◆ PROBLEM TO SOLVE ◆
Can you copy out, word for word, the whole passage below about distrusting people who are kind?

◆ EXTRACT TO READ ◆
^^^^^^^^

I began to distrust people (most times unfairly so) for being kind to me. I thought that if a person is nice to me then there must be something that is not authentic about them. This stems back to many, many years ago from low self-esteem, being bullied as a child and putting faith into the wrong kind of people. I made many, many mistakes in my life because of it and as the years progressed, my self-worth became literally nonexistent. I convinced myself that I wasn't beautiful or intelligent. I convinced myself that I deserved to be treated like crap. I convinced myself that that was just how things were going to be. I soon found myself in this tiny box that I was too insecure to come out of because someone or something might want to hurt me. My only true friend was food. It couldn't hurt me. It didn't say or do things to make me question myself or over-analyze a situation. I mean, seriously...you really can't over-analyze a baked potato, right? I lived my life like that for a long time. I ruined friendships and relationships because of it. I never wanted to get TOO close to anyone because of these ridiculous insecurities.

^^^^^^^^

◆ INFORMATION PROVIDED ◆
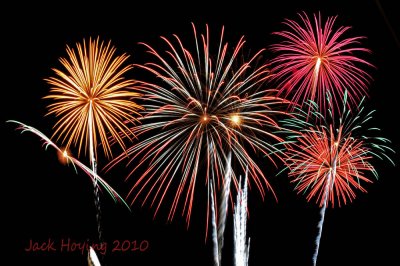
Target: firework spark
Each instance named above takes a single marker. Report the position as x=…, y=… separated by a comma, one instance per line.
x=330, y=161
x=92, y=99
x=241, y=243
x=69, y=159
x=314, y=59
x=200, y=109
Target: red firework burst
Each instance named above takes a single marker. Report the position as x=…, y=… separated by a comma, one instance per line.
x=315, y=58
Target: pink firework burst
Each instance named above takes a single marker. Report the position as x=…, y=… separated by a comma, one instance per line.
x=315, y=58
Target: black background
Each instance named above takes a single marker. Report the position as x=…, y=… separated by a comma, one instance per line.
x=43, y=199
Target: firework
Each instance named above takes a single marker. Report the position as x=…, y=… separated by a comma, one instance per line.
x=202, y=106
x=330, y=161
x=313, y=59
x=69, y=159
x=93, y=99
x=241, y=243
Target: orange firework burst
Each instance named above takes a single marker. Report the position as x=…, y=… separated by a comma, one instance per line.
x=92, y=97
x=332, y=160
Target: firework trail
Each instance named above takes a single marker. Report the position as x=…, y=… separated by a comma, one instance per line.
x=200, y=107
x=218, y=231
x=329, y=161
x=47, y=142
x=241, y=244
x=315, y=58
x=92, y=99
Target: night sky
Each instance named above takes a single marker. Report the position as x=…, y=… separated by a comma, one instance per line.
x=46, y=201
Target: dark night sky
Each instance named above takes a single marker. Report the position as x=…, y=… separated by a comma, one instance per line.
x=43, y=199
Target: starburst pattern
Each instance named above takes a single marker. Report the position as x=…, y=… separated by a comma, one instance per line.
x=315, y=58
x=200, y=109
x=92, y=97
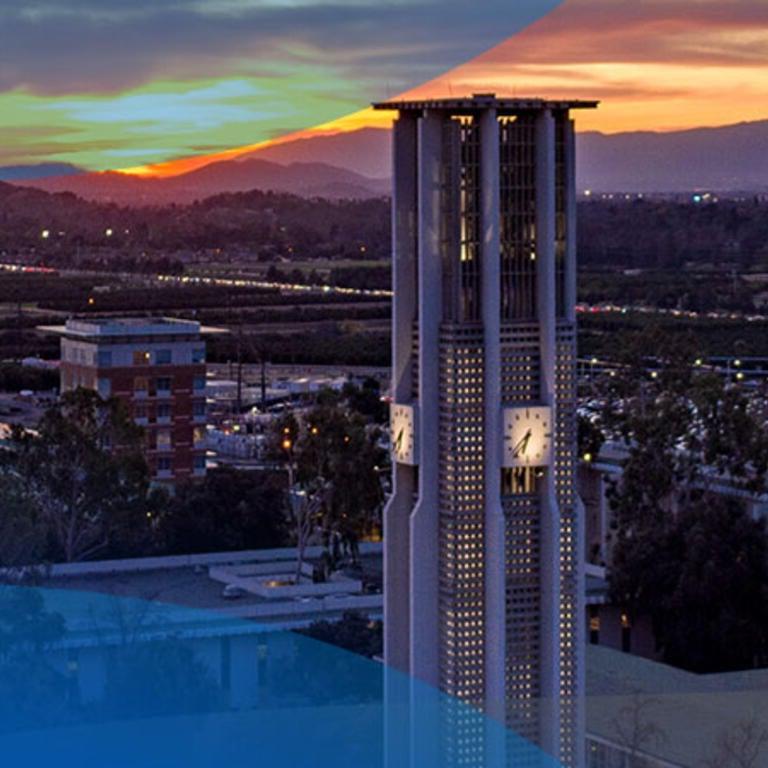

^^^^^^^^

◆ OUTPUT OF THE EXERCISE ◆
I began to distrust people (most times unfairly so) for being kind to me. I thought that if a person is nice to me then there must be something that is not authentic about them. This stems back to many, many years ago from low self-esteem, being bullied as a child and putting faith into the wrong kind of people. I made many, many mistakes in my life because of it and as the years progressed, my self-worth became literally nonexistent. I convinced myself that I wasn't beautiful or intelligent. I convinced myself that I deserved to be treated like crap. I convinced myself that that was just how things were going to be. I soon found myself in this tiny box that I was too insecure to come out of because someone or something might want to hurt me. My only true friend was food. It couldn't hurt me. It didn't say or do things to make me question myself or over-analyze a situation. I mean, seriously...you really can't over-analyze a baked potato, right? I lived my life like that for a long time. I ruined friendships and relationships because of it. I never wanted to get TOO close to anyone because of these ridiculous insecurities.